### WORK TO BE COMPLETED:
Rewrite the rows below as a Markdown table with two columns: Num for each line's number and Content for the line itself. Leave out any blank lines.

Segmentation dataset records:
☆ ☆ ☆ ☆ ☆

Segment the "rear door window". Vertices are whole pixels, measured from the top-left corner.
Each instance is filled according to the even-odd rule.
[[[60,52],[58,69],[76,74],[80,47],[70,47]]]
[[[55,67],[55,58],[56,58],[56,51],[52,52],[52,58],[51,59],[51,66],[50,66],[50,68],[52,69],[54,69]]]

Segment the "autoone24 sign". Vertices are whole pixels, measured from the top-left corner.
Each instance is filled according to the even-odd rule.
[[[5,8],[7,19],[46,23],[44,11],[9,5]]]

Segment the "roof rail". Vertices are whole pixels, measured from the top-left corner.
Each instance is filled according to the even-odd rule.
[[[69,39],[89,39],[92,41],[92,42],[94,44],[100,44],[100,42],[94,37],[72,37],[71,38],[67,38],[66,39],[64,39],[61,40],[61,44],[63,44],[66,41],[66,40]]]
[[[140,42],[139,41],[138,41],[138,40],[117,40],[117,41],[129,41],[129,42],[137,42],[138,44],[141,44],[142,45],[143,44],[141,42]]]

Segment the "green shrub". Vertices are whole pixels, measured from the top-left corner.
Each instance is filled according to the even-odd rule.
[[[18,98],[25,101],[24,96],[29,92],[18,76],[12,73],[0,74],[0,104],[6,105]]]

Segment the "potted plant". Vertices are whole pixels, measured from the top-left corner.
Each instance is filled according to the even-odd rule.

☆ ☆ ☆ ☆ ☆

### THE OUTPUT:
| Num | Content |
|---|---|
| 1 | Segment the "rear door window". Vertices are whole pixels, measured from the top-left corner. |
| 2 | Each instance is filled according to the even-odd rule. |
| 3 | [[[60,52],[58,69],[76,74],[80,47],[70,47]]] |
| 4 | [[[55,67],[55,58],[56,58],[56,51],[52,52],[52,58],[51,59],[51,66],[50,66],[50,68],[52,69],[54,69]]] |
| 5 | Segment the "autoone24 sign". Vertices are whole pixels, measured from the top-left corner. |
| 6 | Each instance is filled according to the even-odd rule. |
| 7 | [[[5,8],[7,19],[46,23],[44,11],[9,5]]] |
| 8 | Segment the "roof rail". Vertices are whole pixels, measured from the top-left corner. |
| 9 | Each instance is filled according to the even-odd rule. |
| 10 | [[[69,39],[89,39],[92,41],[92,42],[94,44],[100,44],[100,42],[94,37],[72,37],[71,38],[67,38],[66,39],[64,39],[61,40],[61,44],[63,44],[66,41],[66,40]]] |
| 11 | [[[140,42],[139,41],[138,41],[138,40],[117,40],[117,41],[129,41],[129,42],[137,42],[138,44],[141,44],[142,45],[143,44],[141,42]]] |
| 12 | Segment the "green shrub". Vertices are whole pixels, measured from the top-left corner. |
| 13 | Each instance is filled according to the even-odd rule. |
| 14 | [[[18,98],[25,101],[24,96],[29,92],[18,76],[12,73],[0,74],[0,104],[6,105]]] |
| 15 | Segment the "potted plant". Vertices are whole pixels, measured from the top-left corner. |
| 16 | Each instance is filled according to the even-odd rule. |